▶ _Problem details_
Please give back each entry below unaltered, leaving the pictures out.

Referring expression pointing data
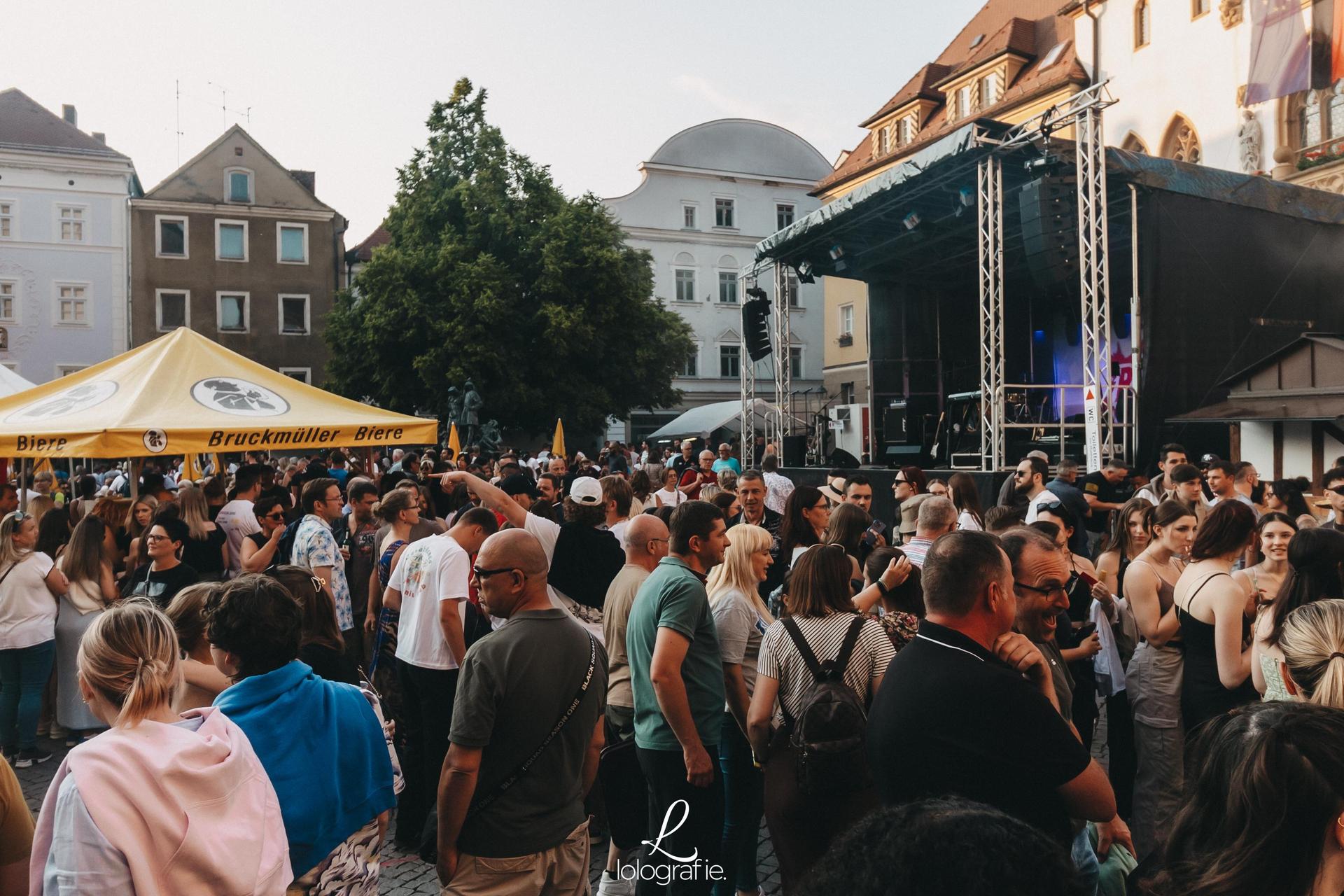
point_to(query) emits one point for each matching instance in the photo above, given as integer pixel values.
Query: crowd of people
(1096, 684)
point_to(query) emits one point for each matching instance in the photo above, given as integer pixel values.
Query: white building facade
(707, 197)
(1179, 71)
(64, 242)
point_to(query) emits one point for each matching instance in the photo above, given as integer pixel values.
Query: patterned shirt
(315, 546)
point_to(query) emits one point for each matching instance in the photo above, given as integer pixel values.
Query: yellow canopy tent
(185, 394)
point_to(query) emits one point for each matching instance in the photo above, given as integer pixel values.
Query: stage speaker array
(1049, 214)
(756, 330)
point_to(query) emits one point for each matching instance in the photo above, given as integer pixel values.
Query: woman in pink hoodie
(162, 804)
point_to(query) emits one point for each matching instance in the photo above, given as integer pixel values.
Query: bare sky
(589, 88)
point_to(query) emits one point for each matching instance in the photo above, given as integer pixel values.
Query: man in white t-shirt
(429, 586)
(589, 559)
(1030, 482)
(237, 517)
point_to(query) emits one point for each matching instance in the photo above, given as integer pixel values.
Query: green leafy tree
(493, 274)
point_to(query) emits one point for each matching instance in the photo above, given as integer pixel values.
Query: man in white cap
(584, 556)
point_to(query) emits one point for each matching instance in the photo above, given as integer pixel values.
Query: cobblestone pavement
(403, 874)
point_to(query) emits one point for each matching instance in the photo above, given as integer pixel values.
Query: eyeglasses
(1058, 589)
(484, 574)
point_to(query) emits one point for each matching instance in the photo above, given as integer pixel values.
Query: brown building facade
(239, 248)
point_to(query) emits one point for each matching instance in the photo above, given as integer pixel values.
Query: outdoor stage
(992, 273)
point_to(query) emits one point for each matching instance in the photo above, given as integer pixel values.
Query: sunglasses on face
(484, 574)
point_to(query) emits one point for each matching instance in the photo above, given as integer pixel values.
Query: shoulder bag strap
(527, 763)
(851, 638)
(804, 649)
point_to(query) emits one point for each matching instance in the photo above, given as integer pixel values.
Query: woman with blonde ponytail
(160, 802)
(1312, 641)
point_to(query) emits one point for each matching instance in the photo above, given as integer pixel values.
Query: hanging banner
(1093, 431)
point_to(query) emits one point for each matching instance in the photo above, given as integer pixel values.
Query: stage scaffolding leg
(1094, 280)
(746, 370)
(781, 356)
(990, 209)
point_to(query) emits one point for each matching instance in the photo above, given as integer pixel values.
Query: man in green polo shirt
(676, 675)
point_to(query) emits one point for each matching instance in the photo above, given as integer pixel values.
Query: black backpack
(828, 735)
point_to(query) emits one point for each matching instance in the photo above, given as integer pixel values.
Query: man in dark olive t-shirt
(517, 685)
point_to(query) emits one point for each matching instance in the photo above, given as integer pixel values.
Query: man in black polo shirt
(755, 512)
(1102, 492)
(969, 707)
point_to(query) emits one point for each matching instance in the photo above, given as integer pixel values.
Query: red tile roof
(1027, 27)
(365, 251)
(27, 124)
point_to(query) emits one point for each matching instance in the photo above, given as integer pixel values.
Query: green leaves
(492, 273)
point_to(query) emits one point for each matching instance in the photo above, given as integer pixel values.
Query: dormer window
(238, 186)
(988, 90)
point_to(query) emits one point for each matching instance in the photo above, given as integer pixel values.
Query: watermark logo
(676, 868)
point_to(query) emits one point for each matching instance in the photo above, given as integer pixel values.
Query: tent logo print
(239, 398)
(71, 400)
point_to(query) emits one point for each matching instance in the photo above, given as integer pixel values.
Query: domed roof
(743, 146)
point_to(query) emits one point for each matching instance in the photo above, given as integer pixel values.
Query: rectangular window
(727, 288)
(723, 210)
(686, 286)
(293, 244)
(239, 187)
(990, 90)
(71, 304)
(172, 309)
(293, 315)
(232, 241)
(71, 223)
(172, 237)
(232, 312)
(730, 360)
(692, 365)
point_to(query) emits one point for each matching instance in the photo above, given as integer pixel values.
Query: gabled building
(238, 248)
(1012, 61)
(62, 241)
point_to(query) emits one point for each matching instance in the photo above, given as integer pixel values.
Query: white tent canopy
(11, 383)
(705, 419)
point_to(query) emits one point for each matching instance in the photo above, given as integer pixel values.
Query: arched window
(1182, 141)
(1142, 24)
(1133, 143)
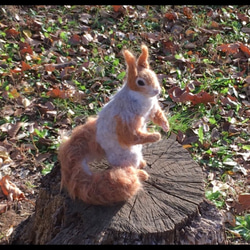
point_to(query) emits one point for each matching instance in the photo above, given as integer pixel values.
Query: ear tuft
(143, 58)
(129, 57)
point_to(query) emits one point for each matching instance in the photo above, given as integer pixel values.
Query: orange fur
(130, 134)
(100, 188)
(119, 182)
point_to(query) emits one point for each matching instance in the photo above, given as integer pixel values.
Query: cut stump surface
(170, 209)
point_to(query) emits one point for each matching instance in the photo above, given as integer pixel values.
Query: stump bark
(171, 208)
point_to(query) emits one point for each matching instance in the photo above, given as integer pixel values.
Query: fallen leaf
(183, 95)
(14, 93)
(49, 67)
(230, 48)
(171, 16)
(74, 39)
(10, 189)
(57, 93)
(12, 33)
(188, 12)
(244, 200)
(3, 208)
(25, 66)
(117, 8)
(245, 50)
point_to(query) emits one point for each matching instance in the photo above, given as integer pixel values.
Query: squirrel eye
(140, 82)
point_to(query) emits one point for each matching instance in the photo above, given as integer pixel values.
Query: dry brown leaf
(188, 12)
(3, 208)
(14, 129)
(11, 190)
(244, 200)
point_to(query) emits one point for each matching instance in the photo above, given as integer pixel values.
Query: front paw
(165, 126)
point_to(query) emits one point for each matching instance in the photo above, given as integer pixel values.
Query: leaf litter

▶ _Reply to the exercise_
point_to(query) emits one point for each matching instance in the photo above, given as integer pixel values.
Query: crowd of people
(1096, 684)
point_to(query) emits one point for each matching instance in the photo above, given as integer pixel values.
Query: white building facade
(707, 197)
(1179, 71)
(64, 242)
point_to(query) emits one point for each matching instance in the photo above, given as integer pixel values.
Query: patterned shirt
(315, 546)
point_to(query) emits one point for each matching instance in the photo above, given as integer pixel values.
Query: yellow canopy tent
(185, 394)
point_to(query) emits one point for each matching instance in the photo above, given as integer pixel values.
Query: stage speaker array
(1049, 214)
(756, 330)
point_to(query) emits one point for each matching instance in the photo above, given as integer pixel values.
Query: woman in pink hoodie
(162, 804)
point_to(query) emits one point for each matching instance in the photo above, given as integer pixel values.
Query: bare sky
(589, 88)
point_to(query) emits one point for each matching instance in the photo above, given as integer pixel values.
Query: man in white t-shirt
(429, 586)
(589, 559)
(1030, 482)
(237, 517)
point_to(query) emits one point for each matching instance in the photo above, given as integer pixel values.
Query: green leafy tree
(493, 274)
point_to(query) emits one point for each matching instance in the photo above, given as integer pixel values.
Query: man in white cap
(584, 556)
point_to(query) emits one point for each matching instance in the photo above, given as integer pixel values.
Query: cobblestone pavement
(403, 874)
point_to(query) emits one point for each matching instance in the photo above, given as integer pixel values.
Query: eyeglasses
(1058, 589)
(484, 574)
point_to(query) emits one point for each matching instance in the photo above, given as integer pixel values.
Query: brown building facade
(239, 248)
point_to(query) emits one point for each matching instance in the photo above, given as integer pixel values.
Query: outdoor stage
(992, 273)
point_to(query) emits one point for each matching instance in the photo above, given as integer pixel values.
Query: sunglasses on face
(484, 574)
point_to(query) emits one point for each matching instance in the photo above, given as integer pixel values.
Query: shoulder bag strap
(527, 763)
(851, 638)
(804, 649)
point_to(query) emits one point for each matching instance in the photo above, given as integer pixel values.
Query: woman with blonde ponytail
(160, 802)
(1312, 641)
point_to(query) emits one point for each matching instance in the photo above, given as integer pixel values.
Query: hanging banner
(1093, 431)
point_to(query) emits one point for each matching instance in the photo above, given as integer pixel values.
Query: stage scaffolding leg
(1094, 280)
(746, 370)
(781, 356)
(990, 209)
point_to(query) emits one point for each matching instance in the photo above, given as integer pixel values.
Query: man in green polo shirt
(676, 675)
point_to(query) emits one point for each matching instance in the photo above, given as integer pixel values.
Query: black backpack
(828, 735)
point_to(query) emits one point for each matching instance in the photo above, given as integer pixel values.
Query: man in dark olive t-shirt
(517, 685)
point_to(query) emits one point for each matching instance in the photo above, given as integer pixel values.
Query: man in black polo shirt
(755, 512)
(1102, 492)
(969, 707)
point_to(query) emits one point for each matching instance in the photo above, given as integer pixel values.
Query: red tile roof
(1027, 27)
(365, 251)
(27, 124)
point_to(query) emits one point for each matching instance in the photo above, given as integer pixel values.
Query: green leaves
(492, 273)
point_to(query) emits one point for each matching instance in the photo above, given as integer pixel values.
Query: dormer window
(238, 186)
(988, 90)
point_to(query) emits one point for each matching instance in the photo above, given as integer pixel values.
Query: watermark logo
(676, 868)
point_to(query) emits one point for each matching instance in the photo above, given as integer pixel values.
Query: tent logo print
(239, 398)
(71, 400)
point_to(query) emits one point for each matching instance in the photo above, given as integer pixel values.
Query: domed roof
(743, 146)
point_to(query) emits one point for each matching instance in the photo above, given as integer pixel values.
Query: rectangular window
(727, 288)
(723, 210)
(686, 286)
(293, 244)
(239, 187)
(990, 90)
(71, 304)
(172, 309)
(293, 315)
(232, 241)
(71, 223)
(172, 237)
(232, 312)
(730, 360)
(692, 365)
point_to(query) emits one point for each matching instance in the photo above, given as integer pixel values.
Query: gabled building
(238, 248)
(1012, 61)
(62, 241)
point_to(query) emits one point for each matching instance in the photo above, given as integer pixel values.
Query: white tent canopy
(11, 383)
(705, 419)
point_to(query) emits one point for each matching instance in the photo above, given as integer pixel values.
Query: arched window
(1182, 141)
(1142, 24)
(1133, 143)
point_to(query) emits one point for each matching instance in the photo above, given as integer pixel values.
Query: ear tuft
(143, 58)
(129, 57)
point_to(query) emits one point for each matching instance in the photo above, given as integer pixel values.
Query: orange fur
(130, 134)
(100, 188)
(119, 182)
point_to(query) emits one point for each matching instance in the photo above, given as integer pixel values.
Query: cut stump surface
(170, 209)
point_to(query) emits one point for each matching instance in the photo above, given as integer pixel values.
Query: stump bark
(171, 208)
point_to(query) emits one point for each matching instance in the photo above, given as integer pixel values.
Query: fallen leaf
(183, 95)
(14, 93)
(49, 67)
(230, 48)
(171, 16)
(74, 39)
(10, 189)
(57, 93)
(12, 33)
(188, 12)
(244, 200)
(3, 208)
(25, 66)
(117, 8)
(245, 50)
point_to(query) emits one point for each matching instance in the photo above, given as integer pixel values.
Query: squirrel eye
(140, 82)
point_to(query) emits one point for each matching instance in the photo above, given as integer pixel values.
Query: dry brown leaf
(188, 12)
(3, 208)
(14, 129)
(11, 190)
(244, 200)
point_to(query) emits one point for each matching instance in the photo above, given as integer pixel values.
Query: front paw
(165, 126)
point_to(query) emits one point for each matching instance in the photo above, given as integer pixel values.
Query: leaf litter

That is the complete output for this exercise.